◆ **DOCUMENT EXCERPT**:
Like many other technologies, these sorts of systems are expected to continue to progress over the coming decades and are likely to be exceptionally powerful by the end of the century. We have seen exceptional progress so far, the cost of computing power continues to fall, and numerous experts have relatively short timelines. How fast the progress will be is clouded in uncertainty – technological forecasting is a non-trivial affair. But it is not controversial that there will likely be significant progress soon.
This being the case, it will be technologically possible to create a number of AI tools that would each transform philosophy:
- Systematizing tools that relate philosophical propositions and positions to each other;
- Simulation tools that simulate the thought of a philosopher or a believer of a given position;
- Formalizing tools that transform common language statements into formal logic; and
- Reasoning tools that simulate reasoning through philosophical propositions in a way that is philosophically useful.
It is unlikely that these systems will replace human philosophers any time soon, but philosophers who effectively use these tools would significantly increase the quality and import of their work.
One can envision Systematizing systems that encode the ideas expressed by the Stanford Encyclopedia of Philosophy into propositions and the arguments they compose. This would enable philosophers to see connections between various positions and arguments, thereby reducing the siloing that has become more common in the field in recent years. Similar tools could parse and formalize journal papers from the 20th century that are seldom engaged with – mining them for lost insights relevant to current concerns. Simulation tools would generate new insights, as when one asks of the tool “What would Hume think about the Newcomb problem”? Imagine a tool like GPT-3 but one that is better at constructing logical arguments and engaging in discussions. Relatedly, one can envisage a Reasoning system that encodes the knowledge of the philosophical community as a kind of super agent that others can interact with, extend, and learn from, like Alexa on steroids.
Despite the great promise of AI, we maintain that unless philosophers theorize about and help develop philosophy-specific AI, it is likely that AI will not be as philosophically useful.
Let us make this concrete with a specific philosophical tool: Systematizing. A Systematizing tool would encode philosophical propositions and relations between them, such as support, conditional likelihood, or entailment. Philosophers may need to work with computer scientists to formulate the propositions and score the relations that the Systematizing tool generates, as well as learn how to use the system in a way that produces the most philosophically valuable relations. It is likely that Systematizing tools and software will be designed with commercial purposes in mind and so they will not immediately port over to philosophical use cases.
Extending this, we can imagine a human-AI hybrid version of this tool that takes submissions in a manner that journals do, but instead of submitting a paper, philosophers would submit its core content: perhaps a set of propositions, the relations between them, and the relevant logic or set of inference rules. The ideal construction of this tool clearly needs to be thought through. If it were done well, it could power a revolutionary Reasoning system.
However the AI revolution turns out, philosophical inquiry will be radically different in the future. But the details and epistemic values can be shaped by contributions now. We’re happy to see some of this work, and we hope to see more in the future.

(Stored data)
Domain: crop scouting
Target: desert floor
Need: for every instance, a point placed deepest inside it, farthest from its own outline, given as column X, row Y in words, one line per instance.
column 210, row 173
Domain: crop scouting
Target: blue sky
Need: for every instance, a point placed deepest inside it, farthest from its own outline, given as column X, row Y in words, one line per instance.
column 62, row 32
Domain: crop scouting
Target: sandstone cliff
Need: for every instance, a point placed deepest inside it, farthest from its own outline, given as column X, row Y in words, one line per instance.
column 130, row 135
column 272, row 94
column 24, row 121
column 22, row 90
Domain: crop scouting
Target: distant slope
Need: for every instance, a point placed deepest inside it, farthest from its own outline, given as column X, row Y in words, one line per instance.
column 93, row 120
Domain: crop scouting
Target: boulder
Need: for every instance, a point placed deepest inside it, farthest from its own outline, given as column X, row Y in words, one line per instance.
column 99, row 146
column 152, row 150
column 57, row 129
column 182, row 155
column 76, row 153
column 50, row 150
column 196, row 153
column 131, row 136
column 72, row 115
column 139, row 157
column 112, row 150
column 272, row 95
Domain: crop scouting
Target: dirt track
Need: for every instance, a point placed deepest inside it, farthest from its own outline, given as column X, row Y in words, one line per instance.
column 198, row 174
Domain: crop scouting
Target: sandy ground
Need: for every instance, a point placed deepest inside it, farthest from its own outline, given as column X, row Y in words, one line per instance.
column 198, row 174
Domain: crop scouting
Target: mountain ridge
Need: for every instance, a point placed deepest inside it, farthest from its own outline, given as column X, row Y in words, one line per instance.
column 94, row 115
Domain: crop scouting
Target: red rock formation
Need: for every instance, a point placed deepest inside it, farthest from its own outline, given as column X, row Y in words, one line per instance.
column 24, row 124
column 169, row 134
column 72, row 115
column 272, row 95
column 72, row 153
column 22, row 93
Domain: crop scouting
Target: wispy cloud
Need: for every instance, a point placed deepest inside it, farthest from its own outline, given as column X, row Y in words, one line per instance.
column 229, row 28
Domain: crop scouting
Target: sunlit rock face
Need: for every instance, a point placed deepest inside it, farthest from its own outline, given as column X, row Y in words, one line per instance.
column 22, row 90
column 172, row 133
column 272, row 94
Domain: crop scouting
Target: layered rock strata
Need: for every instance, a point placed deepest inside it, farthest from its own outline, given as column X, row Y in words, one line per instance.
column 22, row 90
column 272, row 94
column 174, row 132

◆ **ASSIGNMENT**:
In the passage on AI tools for philosophy, which relations between philosophical propositions would a Systematizing tool encode? These records were taken from a separate source.

◆ **OUTPUT OF THE TASK**:
Support, conditional likelihood, or entailment.